*Détails de l'exercice*
Poursuivez l'article sur le lait infantile après sa dernière phrase.

Lait infantile : les promesses des industriels étrillées par une étude scientifique

Digestion, sommeil, douleur… Les arguments omniprésents sur les boîtes de lait infantile sont majoritairement basés sur un vide scientifique. Ce marketing trompeur peut avoir des incidences néfastes sur la santé des nouveau-nés et de la mère.

Huit mois après la publication d’une étude de l’Organisation mondiale de la santé (OMS), un nouveau travail scientifique démonte les arguments commerciaux des marques de lait infantile. La grande majorité des arguments de santé vantés par les fabricants de laits artificiels pour nourrissons se révèlent infondés. La moitié des produits étudiés ne sont reliés à aucun ingrédient spécifique. Les trois-quarts ne mentionnent aucune référence scientifique prouvant les prétendus bienfaits.

 

Une qualité de sommeil optimale, un cerveau plus rapide, une digestion facilitée… Toutes ces promesses qui s’exhibent à gros trait sur les paquets se révèlent être des arguments marketing basé, pour la majorité des produits, sur du vide. "Il est clair que la plupart des parents sont exposés à la commercialisation des préparations pour nourrissons pendant la grossesse ou la période postnatale et sont souvent induits en erreur par des allégations", estiment les auteurs de l’étude parue ce jeudi 16 février dans le British Medical Journal.

Pour parvenir à ces conclusions, l’équipe internationale de chercheurs mobilisés sur cette recherche a examiné les arguments de santé mis en avant pour 608 produits dans quinze pays. Parmi eux : l’Inde, le Nigeria ou encore le Royaume-Uni et les Etats-Unis. Pas la France. La publication de cette enquête menée entre 2020 et 2022 survient une semaine seulement après une série d’articles parus dans la revue scientifique "The Lancet", appelant à durcir la réglementation imposée aux industriels, ce qui accroît la pression sur les pouvoirs publics.

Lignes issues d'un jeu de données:

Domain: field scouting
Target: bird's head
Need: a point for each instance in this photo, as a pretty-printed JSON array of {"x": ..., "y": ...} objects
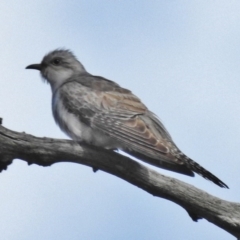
[{"x": 58, "y": 66}]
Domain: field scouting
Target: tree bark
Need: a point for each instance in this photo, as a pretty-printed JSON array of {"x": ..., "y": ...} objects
[{"x": 46, "y": 151}]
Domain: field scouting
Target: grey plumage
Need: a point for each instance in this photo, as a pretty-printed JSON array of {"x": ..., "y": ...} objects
[{"x": 99, "y": 112}]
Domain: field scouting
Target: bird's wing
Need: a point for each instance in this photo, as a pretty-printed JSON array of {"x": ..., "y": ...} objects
[{"x": 118, "y": 113}]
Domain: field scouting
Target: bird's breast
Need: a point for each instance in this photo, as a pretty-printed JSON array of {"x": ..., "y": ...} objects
[{"x": 77, "y": 130}]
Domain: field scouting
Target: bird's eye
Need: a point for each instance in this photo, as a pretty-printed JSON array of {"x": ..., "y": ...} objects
[{"x": 56, "y": 61}]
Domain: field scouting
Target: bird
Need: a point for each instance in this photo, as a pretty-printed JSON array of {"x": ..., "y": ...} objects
[{"x": 99, "y": 112}]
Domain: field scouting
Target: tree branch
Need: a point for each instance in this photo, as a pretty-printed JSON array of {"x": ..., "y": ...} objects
[{"x": 46, "y": 151}]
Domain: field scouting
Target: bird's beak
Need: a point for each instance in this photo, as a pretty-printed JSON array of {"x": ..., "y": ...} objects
[{"x": 35, "y": 66}]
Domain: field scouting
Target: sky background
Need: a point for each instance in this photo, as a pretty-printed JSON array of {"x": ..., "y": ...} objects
[{"x": 180, "y": 57}]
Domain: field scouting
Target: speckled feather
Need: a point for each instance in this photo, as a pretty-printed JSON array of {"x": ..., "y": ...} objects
[{"x": 99, "y": 112}]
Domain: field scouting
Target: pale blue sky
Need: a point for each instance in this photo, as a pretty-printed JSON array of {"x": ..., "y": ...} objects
[{"x": 180, "y": 57}]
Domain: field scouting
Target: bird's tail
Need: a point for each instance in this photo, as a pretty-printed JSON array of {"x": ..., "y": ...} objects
[{"x": 195, "y": 167}]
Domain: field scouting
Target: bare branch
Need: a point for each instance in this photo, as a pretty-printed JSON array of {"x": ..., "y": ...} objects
[{"x": 46, "y": 151}]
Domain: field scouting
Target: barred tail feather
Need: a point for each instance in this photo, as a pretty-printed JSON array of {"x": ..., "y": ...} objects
[{"x": 195, "y": 167}]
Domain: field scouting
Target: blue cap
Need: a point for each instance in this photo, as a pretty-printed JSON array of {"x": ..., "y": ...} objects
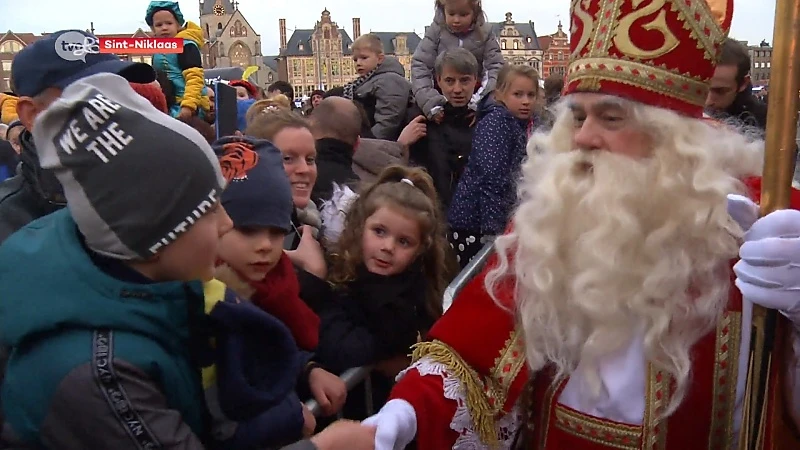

*Réponse à l'exercice*
L’allaitement naturel recommandé

Si Daniel Munblit, maître de conférences honoraire à l’Imperial College de Londres et coauteur de cette nouvelle étude, se défend de toute "croisade" contre les laits artificiels, il réclame un suivi plus rigoureux des arguments mis en avant. Seuls 14 % des produits examinés par le bataillon de chercheurs dont il fait partie ont fait l’objet d’essais cliniques enregistrés sur des humains. Un chiffre trop maigre qui s’avère de surcroît contesté. 90 % de ces essais reçoivent un financement en lien avec l’industrie, ajoute Daniel Munblit. Seulement quatre essais étudiés ne présentaient aucun conflit d’intérêts entre l’auteur et une firme.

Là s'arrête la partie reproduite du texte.